-- begin --

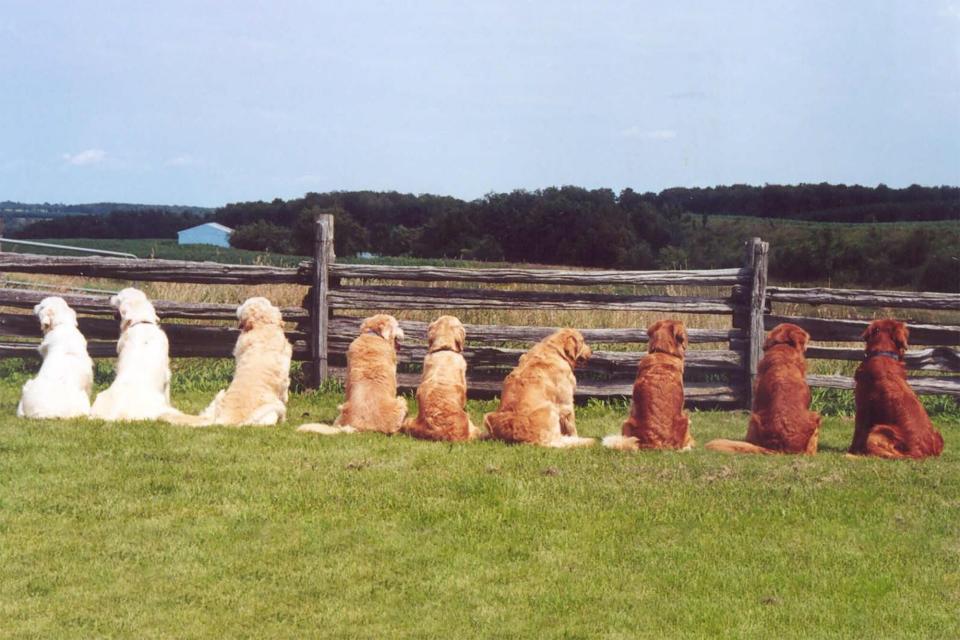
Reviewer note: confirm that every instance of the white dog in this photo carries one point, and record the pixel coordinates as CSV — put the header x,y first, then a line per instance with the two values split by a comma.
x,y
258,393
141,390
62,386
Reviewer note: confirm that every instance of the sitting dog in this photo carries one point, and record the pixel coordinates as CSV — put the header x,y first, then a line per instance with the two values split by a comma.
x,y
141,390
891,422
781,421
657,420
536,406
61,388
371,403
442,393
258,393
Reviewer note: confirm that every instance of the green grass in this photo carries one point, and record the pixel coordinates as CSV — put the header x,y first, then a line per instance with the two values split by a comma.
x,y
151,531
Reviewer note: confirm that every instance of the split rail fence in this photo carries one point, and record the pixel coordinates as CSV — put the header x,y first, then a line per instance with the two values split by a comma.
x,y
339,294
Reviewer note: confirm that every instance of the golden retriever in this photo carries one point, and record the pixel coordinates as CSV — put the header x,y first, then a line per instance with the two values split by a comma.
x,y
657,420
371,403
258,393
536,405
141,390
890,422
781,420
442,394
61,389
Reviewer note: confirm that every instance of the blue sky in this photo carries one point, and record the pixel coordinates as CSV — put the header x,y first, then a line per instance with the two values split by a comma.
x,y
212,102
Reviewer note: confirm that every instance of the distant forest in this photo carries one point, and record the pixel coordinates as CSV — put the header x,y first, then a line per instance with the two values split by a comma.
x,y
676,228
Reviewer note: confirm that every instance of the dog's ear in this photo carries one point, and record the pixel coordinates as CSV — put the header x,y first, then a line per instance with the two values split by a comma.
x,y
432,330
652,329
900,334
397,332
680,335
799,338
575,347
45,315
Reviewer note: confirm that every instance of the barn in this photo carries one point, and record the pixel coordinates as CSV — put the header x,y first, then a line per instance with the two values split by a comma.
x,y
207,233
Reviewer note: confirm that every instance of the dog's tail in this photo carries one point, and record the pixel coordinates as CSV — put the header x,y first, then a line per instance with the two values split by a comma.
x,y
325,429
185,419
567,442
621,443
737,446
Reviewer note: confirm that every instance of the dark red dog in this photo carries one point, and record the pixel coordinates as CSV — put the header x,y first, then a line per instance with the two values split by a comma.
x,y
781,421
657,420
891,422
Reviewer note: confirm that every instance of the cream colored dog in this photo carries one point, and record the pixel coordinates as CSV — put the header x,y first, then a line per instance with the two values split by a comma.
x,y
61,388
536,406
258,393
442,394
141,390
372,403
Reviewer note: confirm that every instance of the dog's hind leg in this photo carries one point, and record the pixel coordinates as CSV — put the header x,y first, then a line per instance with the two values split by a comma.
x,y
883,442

-- end --
-- begin --

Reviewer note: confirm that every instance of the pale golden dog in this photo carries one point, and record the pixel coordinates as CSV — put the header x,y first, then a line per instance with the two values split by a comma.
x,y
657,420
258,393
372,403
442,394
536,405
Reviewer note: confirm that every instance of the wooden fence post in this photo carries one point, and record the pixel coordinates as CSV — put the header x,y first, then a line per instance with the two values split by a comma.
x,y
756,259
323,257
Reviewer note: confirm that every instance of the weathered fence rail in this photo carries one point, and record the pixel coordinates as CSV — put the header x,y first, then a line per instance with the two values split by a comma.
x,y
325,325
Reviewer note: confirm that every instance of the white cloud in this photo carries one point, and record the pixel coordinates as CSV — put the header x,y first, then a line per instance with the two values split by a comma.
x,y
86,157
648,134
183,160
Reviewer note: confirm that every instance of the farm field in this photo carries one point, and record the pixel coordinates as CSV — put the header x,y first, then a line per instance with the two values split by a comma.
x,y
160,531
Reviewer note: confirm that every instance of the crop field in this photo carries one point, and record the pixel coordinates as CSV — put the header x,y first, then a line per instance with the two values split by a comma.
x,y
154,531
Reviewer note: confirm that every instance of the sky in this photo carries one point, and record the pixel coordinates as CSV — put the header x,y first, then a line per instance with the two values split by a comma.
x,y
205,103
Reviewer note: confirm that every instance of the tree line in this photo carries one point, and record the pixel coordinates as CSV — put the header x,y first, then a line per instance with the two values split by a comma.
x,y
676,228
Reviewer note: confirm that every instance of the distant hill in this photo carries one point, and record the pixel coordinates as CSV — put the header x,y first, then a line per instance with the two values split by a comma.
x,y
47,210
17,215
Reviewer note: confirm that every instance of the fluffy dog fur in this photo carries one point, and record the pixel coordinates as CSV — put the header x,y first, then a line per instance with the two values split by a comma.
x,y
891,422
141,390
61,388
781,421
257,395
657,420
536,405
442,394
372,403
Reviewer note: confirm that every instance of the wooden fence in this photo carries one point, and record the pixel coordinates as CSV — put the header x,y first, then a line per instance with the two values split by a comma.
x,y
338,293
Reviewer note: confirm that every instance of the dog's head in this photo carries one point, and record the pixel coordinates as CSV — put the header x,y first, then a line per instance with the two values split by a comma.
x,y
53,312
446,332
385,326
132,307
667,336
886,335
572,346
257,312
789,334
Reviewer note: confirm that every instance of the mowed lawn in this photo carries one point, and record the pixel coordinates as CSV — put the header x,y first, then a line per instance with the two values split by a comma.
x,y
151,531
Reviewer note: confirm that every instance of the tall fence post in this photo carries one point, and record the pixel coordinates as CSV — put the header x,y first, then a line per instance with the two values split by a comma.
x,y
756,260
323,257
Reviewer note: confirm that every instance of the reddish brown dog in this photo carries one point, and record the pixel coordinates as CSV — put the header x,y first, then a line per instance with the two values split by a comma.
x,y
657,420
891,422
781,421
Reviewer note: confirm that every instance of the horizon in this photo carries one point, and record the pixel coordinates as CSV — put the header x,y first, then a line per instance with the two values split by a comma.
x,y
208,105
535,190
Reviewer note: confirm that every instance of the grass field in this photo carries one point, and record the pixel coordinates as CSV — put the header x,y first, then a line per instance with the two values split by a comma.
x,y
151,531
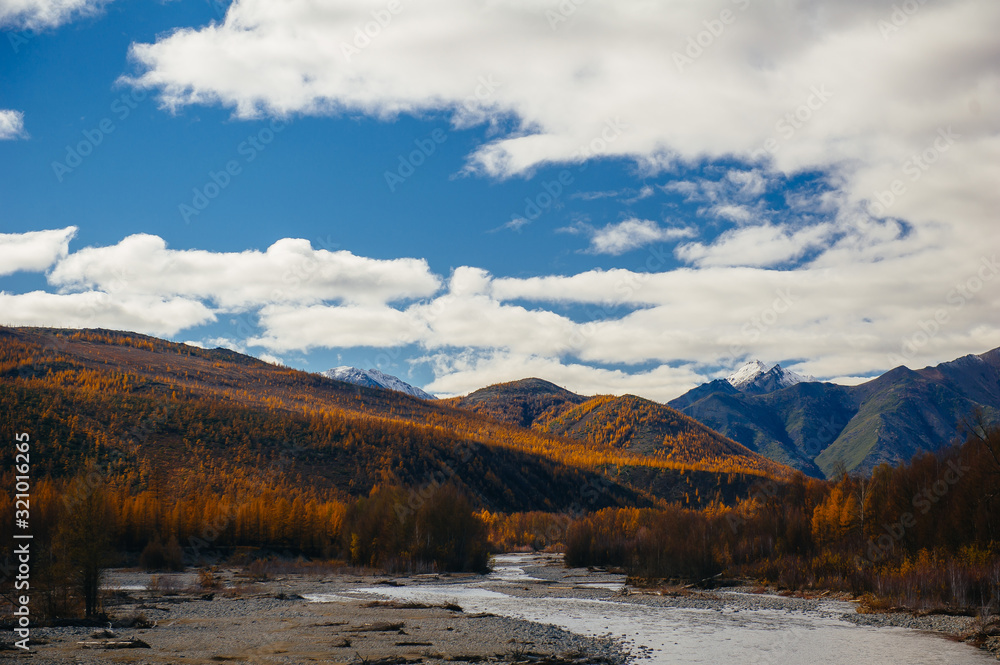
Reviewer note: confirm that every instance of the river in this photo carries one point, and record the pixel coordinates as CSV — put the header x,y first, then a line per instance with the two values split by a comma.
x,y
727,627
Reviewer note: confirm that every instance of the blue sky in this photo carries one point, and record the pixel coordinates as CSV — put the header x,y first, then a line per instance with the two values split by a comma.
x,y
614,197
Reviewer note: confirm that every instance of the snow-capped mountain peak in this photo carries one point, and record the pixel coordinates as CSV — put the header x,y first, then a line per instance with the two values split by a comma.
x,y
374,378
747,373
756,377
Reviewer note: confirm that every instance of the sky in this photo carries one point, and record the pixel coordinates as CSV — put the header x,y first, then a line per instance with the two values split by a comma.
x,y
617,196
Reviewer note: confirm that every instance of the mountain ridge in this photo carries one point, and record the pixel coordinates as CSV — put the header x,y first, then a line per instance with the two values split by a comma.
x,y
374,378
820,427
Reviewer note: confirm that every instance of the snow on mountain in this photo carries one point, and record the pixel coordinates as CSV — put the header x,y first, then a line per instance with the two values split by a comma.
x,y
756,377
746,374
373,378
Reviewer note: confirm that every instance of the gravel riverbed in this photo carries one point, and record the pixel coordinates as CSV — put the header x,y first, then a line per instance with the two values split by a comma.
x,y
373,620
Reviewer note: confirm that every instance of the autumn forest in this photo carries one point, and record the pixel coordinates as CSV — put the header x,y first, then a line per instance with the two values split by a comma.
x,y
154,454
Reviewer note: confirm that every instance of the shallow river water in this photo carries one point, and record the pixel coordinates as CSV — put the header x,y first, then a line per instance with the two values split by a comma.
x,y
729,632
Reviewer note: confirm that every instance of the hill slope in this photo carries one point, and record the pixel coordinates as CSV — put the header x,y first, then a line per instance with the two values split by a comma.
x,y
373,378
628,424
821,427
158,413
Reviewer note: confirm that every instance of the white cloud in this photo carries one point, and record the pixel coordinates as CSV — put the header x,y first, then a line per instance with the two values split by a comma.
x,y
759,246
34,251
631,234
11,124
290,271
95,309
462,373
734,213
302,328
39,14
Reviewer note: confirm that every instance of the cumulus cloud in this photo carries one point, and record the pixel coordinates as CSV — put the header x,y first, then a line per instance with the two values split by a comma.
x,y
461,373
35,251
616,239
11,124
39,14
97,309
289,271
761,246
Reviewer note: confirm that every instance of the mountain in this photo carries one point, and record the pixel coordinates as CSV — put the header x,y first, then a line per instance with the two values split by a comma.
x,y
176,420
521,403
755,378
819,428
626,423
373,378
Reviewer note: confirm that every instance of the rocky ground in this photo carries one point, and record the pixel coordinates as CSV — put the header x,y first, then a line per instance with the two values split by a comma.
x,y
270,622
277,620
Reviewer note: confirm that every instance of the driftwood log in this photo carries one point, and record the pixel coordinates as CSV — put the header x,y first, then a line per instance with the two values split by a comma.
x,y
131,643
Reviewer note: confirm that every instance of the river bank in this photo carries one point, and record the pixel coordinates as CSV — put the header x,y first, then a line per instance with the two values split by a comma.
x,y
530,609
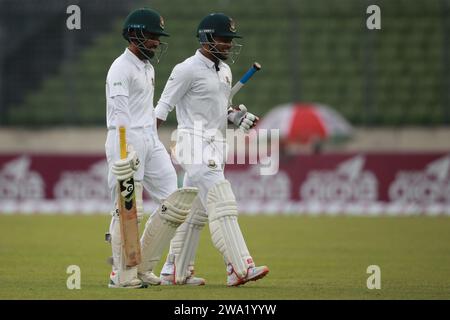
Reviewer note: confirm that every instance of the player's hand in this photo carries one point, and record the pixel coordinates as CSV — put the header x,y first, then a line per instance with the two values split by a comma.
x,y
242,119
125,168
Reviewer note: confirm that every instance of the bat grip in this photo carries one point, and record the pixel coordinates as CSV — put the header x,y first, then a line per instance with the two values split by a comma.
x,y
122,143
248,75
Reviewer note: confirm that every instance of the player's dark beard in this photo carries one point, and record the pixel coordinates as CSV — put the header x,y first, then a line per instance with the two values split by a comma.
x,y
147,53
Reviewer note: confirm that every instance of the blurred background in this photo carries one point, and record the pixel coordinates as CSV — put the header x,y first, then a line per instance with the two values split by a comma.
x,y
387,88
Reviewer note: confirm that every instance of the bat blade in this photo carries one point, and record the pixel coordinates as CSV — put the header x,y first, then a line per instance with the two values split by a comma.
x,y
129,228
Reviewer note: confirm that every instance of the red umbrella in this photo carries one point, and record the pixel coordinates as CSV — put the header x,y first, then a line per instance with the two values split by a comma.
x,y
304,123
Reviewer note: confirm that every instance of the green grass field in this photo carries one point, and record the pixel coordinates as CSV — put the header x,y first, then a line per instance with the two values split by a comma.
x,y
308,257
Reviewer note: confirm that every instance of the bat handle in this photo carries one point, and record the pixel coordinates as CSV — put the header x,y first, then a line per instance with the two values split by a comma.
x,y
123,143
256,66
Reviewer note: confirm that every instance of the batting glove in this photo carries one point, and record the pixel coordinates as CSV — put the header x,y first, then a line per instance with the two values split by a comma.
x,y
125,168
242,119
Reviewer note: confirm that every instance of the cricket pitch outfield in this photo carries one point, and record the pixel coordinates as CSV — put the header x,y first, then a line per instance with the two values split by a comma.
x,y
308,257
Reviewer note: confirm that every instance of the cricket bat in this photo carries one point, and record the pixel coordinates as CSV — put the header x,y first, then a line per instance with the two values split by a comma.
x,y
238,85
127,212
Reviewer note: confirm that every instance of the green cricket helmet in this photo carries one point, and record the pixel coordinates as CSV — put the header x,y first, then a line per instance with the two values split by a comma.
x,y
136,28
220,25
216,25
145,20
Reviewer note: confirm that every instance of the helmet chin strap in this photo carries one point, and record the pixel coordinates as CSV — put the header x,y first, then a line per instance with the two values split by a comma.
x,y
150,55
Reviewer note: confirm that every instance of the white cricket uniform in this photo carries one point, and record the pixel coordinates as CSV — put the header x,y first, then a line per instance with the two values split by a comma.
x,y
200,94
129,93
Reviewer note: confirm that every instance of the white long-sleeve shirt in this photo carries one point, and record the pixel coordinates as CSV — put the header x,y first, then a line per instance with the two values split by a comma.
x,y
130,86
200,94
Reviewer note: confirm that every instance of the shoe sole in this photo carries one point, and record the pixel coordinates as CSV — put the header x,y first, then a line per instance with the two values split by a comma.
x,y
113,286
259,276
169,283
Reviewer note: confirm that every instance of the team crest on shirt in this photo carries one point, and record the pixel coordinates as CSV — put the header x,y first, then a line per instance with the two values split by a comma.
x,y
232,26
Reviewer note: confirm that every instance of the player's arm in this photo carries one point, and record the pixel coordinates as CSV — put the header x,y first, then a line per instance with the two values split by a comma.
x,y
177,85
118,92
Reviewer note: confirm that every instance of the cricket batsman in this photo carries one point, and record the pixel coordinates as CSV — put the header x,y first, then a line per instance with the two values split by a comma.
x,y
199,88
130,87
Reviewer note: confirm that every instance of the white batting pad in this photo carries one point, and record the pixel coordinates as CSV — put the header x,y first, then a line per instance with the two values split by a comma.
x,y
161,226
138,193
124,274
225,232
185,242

-- end --

Show each line in the items above that contains the word "brown", reproducing every such line in full.

Full answer »
Reviewer note: confirm that every instance of the reddish brown dog in this photo carries one point, and record the pixel coordinates as CSV — put the header x,y first, then a line per instance with the two values split by a comma.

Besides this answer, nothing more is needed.